((

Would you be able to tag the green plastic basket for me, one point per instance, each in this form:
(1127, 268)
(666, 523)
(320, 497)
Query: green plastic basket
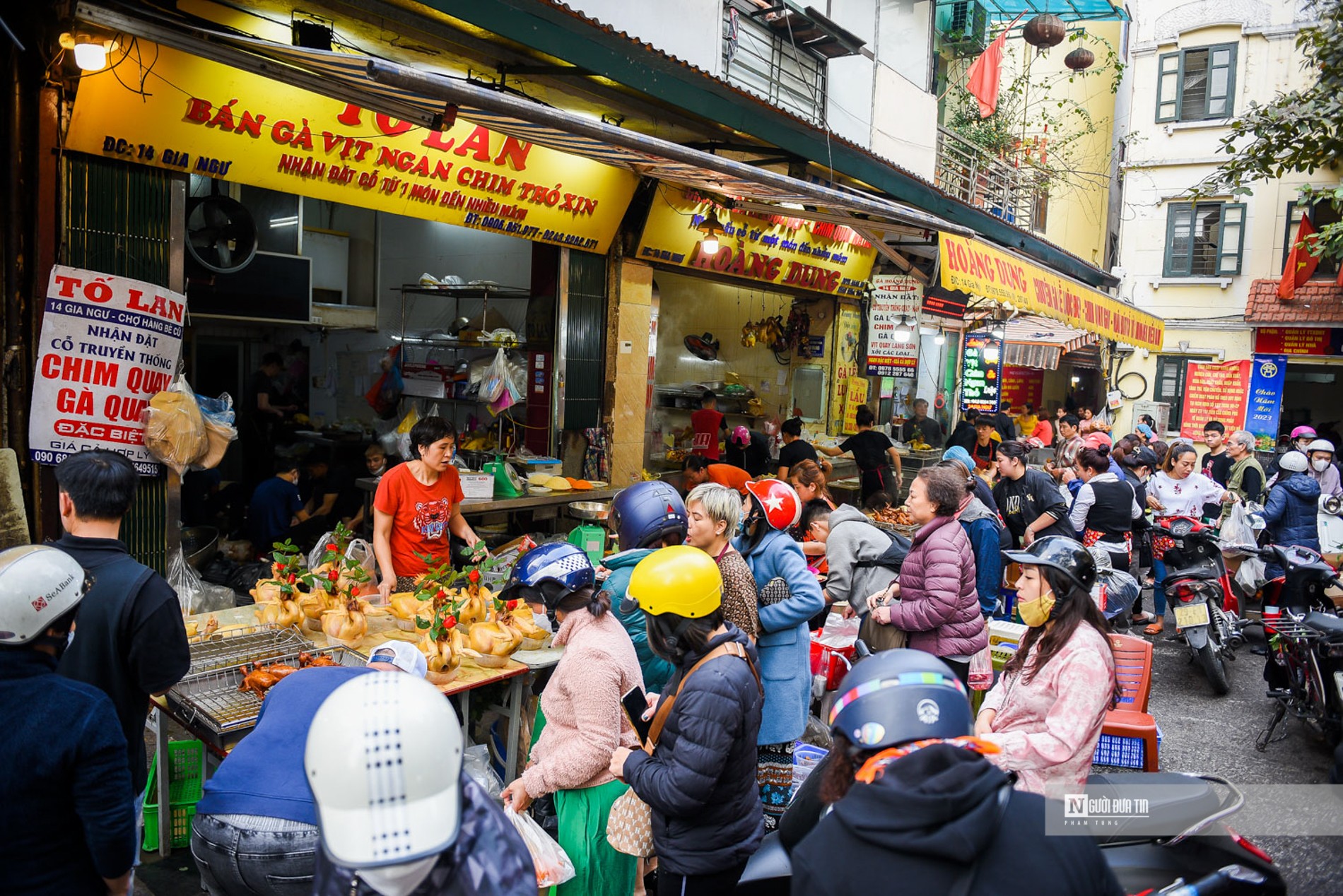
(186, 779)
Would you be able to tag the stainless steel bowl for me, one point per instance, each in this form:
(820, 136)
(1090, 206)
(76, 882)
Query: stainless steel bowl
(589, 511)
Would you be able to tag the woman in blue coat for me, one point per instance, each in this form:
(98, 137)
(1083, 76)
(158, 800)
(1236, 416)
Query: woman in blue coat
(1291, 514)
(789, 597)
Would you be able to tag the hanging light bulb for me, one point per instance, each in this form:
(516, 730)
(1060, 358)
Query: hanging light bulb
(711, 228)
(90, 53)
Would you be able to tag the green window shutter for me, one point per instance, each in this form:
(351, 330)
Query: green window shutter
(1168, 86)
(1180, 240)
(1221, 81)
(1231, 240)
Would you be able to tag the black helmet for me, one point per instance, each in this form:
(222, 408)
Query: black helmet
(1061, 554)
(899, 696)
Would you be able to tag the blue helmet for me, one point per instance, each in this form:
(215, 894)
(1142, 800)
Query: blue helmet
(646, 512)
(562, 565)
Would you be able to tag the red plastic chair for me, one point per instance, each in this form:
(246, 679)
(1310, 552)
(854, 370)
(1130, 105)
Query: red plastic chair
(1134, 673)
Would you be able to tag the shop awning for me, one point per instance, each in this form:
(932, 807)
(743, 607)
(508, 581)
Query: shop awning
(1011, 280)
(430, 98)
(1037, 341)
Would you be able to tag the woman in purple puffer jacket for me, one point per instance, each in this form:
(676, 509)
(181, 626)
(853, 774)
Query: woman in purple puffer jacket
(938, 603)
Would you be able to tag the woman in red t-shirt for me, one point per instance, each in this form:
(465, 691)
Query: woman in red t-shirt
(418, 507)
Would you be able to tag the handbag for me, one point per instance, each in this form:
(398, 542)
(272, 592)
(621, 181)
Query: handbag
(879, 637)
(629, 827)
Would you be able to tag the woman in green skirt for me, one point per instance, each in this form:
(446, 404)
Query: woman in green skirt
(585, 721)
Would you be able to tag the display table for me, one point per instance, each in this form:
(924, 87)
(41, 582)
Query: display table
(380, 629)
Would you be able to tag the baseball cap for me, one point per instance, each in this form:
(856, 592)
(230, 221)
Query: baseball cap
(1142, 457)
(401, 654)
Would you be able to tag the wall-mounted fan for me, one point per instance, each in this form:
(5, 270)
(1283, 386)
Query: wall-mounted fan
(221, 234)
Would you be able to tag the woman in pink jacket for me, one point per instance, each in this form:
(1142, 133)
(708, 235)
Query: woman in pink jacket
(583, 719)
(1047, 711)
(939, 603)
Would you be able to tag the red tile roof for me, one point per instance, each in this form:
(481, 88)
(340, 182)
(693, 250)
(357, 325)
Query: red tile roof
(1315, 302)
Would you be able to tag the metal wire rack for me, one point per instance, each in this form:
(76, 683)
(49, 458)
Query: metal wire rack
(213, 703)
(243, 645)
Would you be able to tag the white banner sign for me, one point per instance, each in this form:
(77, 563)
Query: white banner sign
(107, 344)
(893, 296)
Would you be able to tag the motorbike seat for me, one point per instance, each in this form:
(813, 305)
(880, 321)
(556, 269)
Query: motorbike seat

))

- _WHAT THE TASK ASKS_: Put every line of the rows above into a numbered list, skipping blank lines and leaving out the pictures.

- _ANSWER TO THIS EXERCISE_:
1. Would you be able to tag the green plastic basket for me, one point per instance, each in this form:
2. (1127, 268)
3. (666, 523)
4. (320, 497)
5. Query: green plastic basket
6. (186, 779)
7. Would you be able to tag the stainless steel bowl for me, one point per instance, each in this form:
8. (820, 136)
9. (1090, 206)
10. (76, 882)
11. Query: stainless steel bowl
12. (589, 511)
13. Would you be able to tag the woman in blue coat for me, one point per instance, each in this form:
14. (98, 137)
15. (1083, 76)
16. (158, 800)
17. (1236, 416)
18. Query: woman in blue coat
19. (1291, 514)
20. (789, 597)
21. Would you be able to tag the hanging light bulb for me, one point per instance, each in this form:
22. (516, 730)
23. (1060, 358)
24. Query: hanging light bulb
25. (711, 228)
26. (90, 53)
27. Would you be able to tag the green window shutter for me, one point per instance, each in this form:
28. (351, 330)
29. Query: green window shutter
30. (1168, 86)
31. (1180, 240)
32. (1221, 81)
33. (1231, 240)
34. Would you be able to tag the black helmet for me, one point per instance, each in this form:
35. (222, 408)
36. Query: black helmet
37. (1061, 554)
38. (899, 696)
39. Would you be able to tag the blue helmet for me, one point per instance, each in this form:
40. (215, 894)
41. (1142, 800)
42. Query: blue helmet
43. (646, 512)
44. (562, 565)
45. Would you be able to tag the red plastic chair for me, one point per instance, each in this form:
46. (246, 679)
47. (1310, 552)
48. (854, 370)
49. (1130, 105)
50. Query: red plastic chair
51. (1134, 673)
52. Would you be able to tag the shop awning for me, one point per instance, each in this form:
53. (932, 807)
54. (743, 607)
55. (508, 581)
56. Query: shop awning
57. (1011, 280)
58. (430, 98)
59. (1037, 341)
60. Would you be able to tag the woman in purple puffer jacket for me, one point per instance, each in this form:
61. (676, 509)
62. (181, 626)
63. (853, 774)
64. Query: woman in purple puffer jacket
65. (938, 603)
66. Would you be able to tag the woman in red t-shirt for me, one point per instance, each in this form:
67. (465, 691)
68. Query: woman in red t-shirt
69. (418, 507)
70. Would you be able to tag the handbag for me, one point per instance, each in this form:
71. (398, 542)
72. (272, 592)
73. (621, 181)
74. Query: handbag
75. (879, 637)
76. (629, 827)
77. Would you be able to tag the woman in green skirt for me, one point per instance, each in this form:
78. (446, 404)
79. Query: woman in green skirt
80. (585, 721)
81. Would you be able to tag the display table for me, one point per instance, each in this form:
82. (924, 87)
83. (41, 582)
84. Query: display table
85. (380, 629)
86. Would you be able to tag the baseball cap for me, one point per instance, each in this form:
87. (856, 592)
88. (230, 221)
89. Query: baseball cap
90. (1142, 457)
91. (401, 654)
92. Would you be able to tag the wall-mounted fan for me, one point per instance, each in this form:
93. (5, 270)
94. (1283, 386)
95. Query: wall-mounted fan
96. (221, 234)
97. Would you be able to tag the woman in pink jacket for me, one point per instance, each in this form:
98. (1142, 133)
99. (708, 235)
100. Query: woman in pink jacket
101. (583, 719)
102. (1047, 711)
103. (939, 603)
104. Would you be able to tag the red tile roof for me, one point per instance, each in this form:
105. (481, 88)
106. (340, 182)
107. (693, 250)
108. (357, 325)
109. Query: red tile roof
110. (1315, 302)
111. Would you be able to tag the metal wire rack for me, one point per instance, each in this form:
112. (76, 683)
113. (49, 458)
114. Query: metal wire rack
115. (213, 703)
116. (243, 645)
117. Would you be able to tag the white banner sign for me, one point per instance, each in this form:
118. (77, 563)
119. Query: white banner sign
120. (107, 344)
121. (893, 296)
122. Would you be able to tag the motorbike seat for me, one point per instance, each in this form:
123. (813, 305)
124. (880, 321)
125. (556, 269)
126. Query: motorbike seat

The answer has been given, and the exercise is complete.